-- Start of EXCERPTED DATA --
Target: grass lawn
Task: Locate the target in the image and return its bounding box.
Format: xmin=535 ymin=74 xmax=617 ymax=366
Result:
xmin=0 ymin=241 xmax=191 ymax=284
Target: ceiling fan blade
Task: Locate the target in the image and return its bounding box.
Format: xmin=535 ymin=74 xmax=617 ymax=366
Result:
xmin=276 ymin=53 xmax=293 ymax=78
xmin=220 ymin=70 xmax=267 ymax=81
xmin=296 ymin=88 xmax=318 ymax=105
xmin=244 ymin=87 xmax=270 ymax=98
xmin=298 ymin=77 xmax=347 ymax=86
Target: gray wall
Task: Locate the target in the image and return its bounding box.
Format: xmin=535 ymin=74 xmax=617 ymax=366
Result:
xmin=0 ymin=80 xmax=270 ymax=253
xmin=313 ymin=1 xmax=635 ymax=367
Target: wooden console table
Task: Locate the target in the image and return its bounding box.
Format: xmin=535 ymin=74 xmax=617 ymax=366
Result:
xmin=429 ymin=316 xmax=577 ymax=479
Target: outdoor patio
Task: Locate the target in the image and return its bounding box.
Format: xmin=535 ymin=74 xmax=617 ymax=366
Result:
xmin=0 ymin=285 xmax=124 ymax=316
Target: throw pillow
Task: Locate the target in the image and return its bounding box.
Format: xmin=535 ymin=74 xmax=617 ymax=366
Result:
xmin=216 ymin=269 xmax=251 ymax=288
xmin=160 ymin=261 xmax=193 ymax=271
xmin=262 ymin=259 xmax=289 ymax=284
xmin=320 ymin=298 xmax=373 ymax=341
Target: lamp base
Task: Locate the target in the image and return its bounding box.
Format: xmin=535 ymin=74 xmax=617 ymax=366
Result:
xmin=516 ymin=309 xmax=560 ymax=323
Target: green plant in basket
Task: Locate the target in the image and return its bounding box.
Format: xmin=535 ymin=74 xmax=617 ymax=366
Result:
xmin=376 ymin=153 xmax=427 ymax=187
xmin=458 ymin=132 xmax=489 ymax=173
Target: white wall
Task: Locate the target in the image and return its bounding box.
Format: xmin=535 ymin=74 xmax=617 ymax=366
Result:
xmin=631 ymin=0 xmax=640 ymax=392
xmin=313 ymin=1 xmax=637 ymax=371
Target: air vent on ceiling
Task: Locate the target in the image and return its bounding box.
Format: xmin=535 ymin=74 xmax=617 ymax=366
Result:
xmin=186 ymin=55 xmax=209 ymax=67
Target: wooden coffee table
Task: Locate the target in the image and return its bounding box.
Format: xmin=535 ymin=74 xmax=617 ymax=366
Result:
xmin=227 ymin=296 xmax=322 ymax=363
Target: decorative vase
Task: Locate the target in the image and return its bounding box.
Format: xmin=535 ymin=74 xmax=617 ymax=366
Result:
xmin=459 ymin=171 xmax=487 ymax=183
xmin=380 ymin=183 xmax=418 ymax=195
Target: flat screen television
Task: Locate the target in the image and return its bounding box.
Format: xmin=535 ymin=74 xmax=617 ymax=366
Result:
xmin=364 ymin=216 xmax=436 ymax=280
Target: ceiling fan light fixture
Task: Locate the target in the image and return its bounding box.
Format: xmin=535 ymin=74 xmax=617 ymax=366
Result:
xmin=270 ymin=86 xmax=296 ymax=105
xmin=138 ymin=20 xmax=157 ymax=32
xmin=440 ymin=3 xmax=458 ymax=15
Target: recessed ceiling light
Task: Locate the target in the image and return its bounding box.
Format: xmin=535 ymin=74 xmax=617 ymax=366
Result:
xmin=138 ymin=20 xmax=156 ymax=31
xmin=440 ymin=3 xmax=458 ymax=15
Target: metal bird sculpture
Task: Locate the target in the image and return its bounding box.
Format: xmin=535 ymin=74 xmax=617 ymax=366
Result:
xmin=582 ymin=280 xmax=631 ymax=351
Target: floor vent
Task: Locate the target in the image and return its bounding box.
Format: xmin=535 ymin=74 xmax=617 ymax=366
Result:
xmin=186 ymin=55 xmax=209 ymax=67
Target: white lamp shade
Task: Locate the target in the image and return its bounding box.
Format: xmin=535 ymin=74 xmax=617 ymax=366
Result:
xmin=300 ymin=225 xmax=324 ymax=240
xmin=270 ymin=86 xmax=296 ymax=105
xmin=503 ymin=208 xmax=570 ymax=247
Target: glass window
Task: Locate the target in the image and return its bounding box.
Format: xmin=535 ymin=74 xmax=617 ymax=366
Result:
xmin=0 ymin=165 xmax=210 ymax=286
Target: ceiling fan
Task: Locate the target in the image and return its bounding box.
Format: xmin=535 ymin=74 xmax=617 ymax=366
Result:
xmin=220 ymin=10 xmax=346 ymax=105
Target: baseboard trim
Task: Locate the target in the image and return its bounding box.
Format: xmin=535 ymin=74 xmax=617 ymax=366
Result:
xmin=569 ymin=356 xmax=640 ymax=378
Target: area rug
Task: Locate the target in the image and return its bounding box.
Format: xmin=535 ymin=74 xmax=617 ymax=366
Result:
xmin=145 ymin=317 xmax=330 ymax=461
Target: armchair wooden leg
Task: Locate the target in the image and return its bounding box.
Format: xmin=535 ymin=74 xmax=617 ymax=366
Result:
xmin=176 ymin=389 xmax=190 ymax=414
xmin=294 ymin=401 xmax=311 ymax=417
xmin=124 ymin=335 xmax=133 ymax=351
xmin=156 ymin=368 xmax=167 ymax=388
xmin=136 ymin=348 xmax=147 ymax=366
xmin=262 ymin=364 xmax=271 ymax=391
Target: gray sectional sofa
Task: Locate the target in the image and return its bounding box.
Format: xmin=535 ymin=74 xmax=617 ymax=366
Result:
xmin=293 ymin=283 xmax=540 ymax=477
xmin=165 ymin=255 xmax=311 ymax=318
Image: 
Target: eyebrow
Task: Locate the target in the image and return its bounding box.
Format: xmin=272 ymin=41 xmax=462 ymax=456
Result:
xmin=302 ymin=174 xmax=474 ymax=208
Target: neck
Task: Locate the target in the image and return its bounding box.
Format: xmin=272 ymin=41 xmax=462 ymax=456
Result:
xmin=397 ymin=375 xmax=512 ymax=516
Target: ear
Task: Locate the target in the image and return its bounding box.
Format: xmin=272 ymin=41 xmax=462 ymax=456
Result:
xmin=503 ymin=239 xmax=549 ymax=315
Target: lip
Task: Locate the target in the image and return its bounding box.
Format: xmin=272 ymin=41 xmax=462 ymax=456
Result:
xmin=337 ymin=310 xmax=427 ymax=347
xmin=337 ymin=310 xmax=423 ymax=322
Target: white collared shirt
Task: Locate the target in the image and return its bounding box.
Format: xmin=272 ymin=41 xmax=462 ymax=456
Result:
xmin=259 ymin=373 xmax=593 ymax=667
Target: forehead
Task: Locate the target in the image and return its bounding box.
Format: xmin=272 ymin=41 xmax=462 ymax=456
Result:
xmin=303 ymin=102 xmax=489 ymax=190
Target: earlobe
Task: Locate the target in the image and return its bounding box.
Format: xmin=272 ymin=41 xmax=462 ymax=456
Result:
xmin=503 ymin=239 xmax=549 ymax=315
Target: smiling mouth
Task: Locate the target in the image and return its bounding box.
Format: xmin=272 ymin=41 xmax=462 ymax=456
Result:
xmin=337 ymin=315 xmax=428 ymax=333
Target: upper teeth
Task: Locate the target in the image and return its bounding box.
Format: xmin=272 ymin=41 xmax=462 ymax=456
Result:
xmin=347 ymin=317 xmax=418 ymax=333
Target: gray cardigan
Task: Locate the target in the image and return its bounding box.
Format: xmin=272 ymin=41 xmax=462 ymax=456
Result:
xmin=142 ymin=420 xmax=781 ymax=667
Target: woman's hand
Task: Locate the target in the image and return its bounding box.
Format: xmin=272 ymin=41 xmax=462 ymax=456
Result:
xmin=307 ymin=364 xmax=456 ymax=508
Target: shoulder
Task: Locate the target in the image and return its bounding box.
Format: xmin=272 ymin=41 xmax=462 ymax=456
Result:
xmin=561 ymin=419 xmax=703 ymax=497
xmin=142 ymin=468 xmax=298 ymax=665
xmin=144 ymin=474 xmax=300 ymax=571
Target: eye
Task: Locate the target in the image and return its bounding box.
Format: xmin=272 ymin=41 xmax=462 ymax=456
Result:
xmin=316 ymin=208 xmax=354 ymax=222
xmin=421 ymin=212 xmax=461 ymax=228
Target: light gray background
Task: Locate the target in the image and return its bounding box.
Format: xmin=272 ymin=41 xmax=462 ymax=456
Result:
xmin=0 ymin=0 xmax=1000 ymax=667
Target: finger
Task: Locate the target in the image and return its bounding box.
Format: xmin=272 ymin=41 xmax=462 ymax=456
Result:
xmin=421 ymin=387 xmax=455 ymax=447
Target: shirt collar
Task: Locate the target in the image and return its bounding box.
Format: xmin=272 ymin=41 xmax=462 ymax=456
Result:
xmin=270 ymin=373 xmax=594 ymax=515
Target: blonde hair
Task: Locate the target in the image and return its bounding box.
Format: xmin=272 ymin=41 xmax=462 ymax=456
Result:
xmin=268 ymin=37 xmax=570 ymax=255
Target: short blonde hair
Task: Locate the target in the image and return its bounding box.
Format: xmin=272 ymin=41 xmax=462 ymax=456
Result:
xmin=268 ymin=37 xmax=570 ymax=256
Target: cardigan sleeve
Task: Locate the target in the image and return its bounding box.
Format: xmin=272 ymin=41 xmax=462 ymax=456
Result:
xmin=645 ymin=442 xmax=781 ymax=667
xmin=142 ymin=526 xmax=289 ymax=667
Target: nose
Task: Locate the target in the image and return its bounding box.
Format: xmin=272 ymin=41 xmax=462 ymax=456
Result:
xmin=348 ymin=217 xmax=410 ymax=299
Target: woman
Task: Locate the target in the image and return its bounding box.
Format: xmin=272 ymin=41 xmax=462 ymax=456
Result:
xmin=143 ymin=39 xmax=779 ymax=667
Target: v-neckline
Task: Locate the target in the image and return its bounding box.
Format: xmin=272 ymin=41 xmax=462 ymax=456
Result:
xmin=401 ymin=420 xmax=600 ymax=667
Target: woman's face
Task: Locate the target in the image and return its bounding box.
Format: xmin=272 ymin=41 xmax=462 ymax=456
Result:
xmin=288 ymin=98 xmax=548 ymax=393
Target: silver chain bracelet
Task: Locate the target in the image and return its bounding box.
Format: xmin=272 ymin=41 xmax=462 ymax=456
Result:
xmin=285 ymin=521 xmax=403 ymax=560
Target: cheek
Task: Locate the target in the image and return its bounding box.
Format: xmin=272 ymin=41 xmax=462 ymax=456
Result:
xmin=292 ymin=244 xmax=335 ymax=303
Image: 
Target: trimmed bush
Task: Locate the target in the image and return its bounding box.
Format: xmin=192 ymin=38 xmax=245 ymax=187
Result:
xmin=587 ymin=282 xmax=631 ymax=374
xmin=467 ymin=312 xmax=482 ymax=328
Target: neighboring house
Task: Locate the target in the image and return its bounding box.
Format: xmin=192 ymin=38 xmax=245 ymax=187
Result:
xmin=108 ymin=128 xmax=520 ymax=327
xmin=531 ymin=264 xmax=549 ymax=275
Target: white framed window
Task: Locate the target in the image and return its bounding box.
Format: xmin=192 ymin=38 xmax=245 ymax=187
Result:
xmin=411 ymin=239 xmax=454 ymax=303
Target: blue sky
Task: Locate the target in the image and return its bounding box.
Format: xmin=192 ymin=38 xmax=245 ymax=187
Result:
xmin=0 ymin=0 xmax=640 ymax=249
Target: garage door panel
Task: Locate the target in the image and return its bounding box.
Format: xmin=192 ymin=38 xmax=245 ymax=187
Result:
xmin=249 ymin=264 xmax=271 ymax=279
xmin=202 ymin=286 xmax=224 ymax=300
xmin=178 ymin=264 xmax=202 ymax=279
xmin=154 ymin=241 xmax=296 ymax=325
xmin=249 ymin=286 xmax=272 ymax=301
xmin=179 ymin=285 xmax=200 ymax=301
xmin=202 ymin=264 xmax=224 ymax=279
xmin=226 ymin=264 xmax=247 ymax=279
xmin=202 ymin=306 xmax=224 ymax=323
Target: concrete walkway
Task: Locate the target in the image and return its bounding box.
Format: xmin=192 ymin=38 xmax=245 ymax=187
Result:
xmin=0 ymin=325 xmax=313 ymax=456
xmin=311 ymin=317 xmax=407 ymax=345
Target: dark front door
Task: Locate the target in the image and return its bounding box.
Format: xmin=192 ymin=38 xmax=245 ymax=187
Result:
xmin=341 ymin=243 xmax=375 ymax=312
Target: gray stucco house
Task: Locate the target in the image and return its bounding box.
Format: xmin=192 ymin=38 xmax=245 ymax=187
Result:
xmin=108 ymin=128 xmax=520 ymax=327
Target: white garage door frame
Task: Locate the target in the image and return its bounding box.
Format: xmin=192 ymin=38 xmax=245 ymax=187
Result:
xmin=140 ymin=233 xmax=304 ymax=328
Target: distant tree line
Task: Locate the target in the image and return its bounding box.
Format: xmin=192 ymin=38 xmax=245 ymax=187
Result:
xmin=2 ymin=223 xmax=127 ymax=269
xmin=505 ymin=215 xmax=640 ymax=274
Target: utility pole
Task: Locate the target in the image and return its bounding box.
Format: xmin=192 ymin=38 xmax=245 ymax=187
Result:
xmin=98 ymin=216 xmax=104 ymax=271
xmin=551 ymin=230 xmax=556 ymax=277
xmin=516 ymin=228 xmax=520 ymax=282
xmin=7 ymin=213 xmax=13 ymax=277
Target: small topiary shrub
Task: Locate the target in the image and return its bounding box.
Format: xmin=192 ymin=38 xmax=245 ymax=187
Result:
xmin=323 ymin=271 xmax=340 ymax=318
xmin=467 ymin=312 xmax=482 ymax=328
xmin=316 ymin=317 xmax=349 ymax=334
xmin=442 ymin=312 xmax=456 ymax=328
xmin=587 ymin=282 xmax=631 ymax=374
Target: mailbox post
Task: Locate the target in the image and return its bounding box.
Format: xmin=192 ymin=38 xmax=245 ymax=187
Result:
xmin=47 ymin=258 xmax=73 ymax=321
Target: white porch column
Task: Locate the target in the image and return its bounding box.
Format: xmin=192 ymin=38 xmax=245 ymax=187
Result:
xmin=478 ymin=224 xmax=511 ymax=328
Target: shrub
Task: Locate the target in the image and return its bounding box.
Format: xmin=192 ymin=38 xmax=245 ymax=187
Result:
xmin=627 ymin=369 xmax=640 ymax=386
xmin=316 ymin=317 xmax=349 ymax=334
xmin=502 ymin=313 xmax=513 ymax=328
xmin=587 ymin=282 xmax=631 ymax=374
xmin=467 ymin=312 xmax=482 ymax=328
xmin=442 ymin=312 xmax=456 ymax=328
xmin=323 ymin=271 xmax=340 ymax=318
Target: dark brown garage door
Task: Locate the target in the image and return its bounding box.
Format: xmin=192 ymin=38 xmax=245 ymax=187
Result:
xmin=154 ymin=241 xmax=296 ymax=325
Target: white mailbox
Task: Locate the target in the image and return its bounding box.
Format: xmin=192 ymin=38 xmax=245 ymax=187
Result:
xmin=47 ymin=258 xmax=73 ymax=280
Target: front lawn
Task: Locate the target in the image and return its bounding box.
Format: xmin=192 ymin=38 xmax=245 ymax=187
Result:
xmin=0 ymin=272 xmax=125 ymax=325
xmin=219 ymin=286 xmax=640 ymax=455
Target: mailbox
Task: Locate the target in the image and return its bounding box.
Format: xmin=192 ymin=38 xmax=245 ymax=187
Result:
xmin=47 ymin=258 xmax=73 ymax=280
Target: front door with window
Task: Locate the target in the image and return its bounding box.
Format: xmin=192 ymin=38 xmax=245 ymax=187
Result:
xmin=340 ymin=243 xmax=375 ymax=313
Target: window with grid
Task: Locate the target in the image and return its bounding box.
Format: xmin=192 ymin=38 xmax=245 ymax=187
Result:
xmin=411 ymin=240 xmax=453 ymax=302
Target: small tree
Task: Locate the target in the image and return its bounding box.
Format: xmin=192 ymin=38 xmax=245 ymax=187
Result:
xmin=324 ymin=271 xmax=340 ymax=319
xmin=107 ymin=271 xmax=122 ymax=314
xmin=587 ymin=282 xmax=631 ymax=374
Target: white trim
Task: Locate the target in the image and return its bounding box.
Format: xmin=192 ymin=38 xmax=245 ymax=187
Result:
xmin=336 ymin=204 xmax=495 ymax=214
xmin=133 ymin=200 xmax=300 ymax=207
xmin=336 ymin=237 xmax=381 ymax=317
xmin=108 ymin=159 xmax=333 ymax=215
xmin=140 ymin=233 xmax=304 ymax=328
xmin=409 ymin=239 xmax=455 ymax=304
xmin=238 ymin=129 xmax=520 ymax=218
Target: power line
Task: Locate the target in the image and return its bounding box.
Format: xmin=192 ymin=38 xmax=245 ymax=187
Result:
-- End of EXCERPTED DATA --
- TO DO
Transcribe word for word the lines from the one holding "Target: white trim" to the last line of the listing above, inclusive.

- REPLY TO THE TASK
Target: white trim
Task: Locate the target in the image and return its bounding box.
Format: xmin=192 ymin=38 xmax=245 ymax=187
Result:
xmin=336 ymin=204 xmax=495 ymax=214
xmin=133 ymin=200 xmax=300 ymax=207
xmin=336 ymin=237 xmax=381 ymax=317
xmin=108 ymin=159 xmax=333 ymax=215
xmin=140 ymin=233 xmax=304 ymax=328
xmin=409 ymin=239 xmax=455 ymax=304
xmin=238 ymin=129 xmax=520 ymax=218
Target: power line
Task: Locate the target in the image and return its bounding box.
Format: xmin=192 ymin=38 xmax=245 ymax=187
Result:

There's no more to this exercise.